● **Source records**
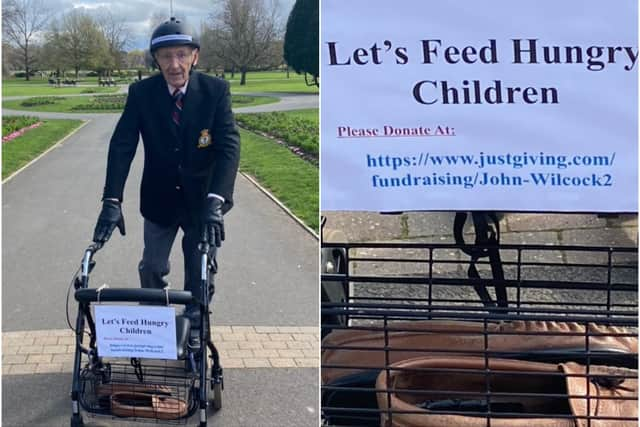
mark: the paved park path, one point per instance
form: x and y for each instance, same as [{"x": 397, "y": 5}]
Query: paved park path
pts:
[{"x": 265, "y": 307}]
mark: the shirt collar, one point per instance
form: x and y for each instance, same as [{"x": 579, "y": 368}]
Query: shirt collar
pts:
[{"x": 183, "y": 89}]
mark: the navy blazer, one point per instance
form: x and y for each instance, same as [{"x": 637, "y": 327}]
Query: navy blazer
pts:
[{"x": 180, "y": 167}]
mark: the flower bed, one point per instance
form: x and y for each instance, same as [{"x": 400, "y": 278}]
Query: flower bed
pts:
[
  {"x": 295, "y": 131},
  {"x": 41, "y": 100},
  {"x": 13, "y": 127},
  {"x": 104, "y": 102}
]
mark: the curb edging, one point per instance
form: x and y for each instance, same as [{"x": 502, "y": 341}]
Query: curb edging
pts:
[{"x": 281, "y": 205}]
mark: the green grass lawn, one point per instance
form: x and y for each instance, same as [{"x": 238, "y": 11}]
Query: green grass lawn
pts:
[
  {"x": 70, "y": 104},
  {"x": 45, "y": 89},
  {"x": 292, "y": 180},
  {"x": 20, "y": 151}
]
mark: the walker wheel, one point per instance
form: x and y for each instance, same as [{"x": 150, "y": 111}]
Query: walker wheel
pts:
* * *
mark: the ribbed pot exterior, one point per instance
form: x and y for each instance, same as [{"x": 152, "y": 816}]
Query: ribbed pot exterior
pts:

● **Exercise directions**
Repeat the entries above verbatim, but only from the line that has "mark: the paved" down to the line that has "mark: the navy blazer, one point per instance", inclusive.

● **Your response**
mark: the paved park path, one point per instance
form: x and y for each instance, same as [{"x": 397, "y": 5}]
Query: paved park path
pts:
[{"x": 265, "y": 307}]
mark: the shirt collar, one point per instance
form: x and y for each instance, same as [{"x": 579, "y": 368}]
Query: shirt collar
pts:
[{"x": 183, "y": 89}]
mark: the navy blazer, one point per instance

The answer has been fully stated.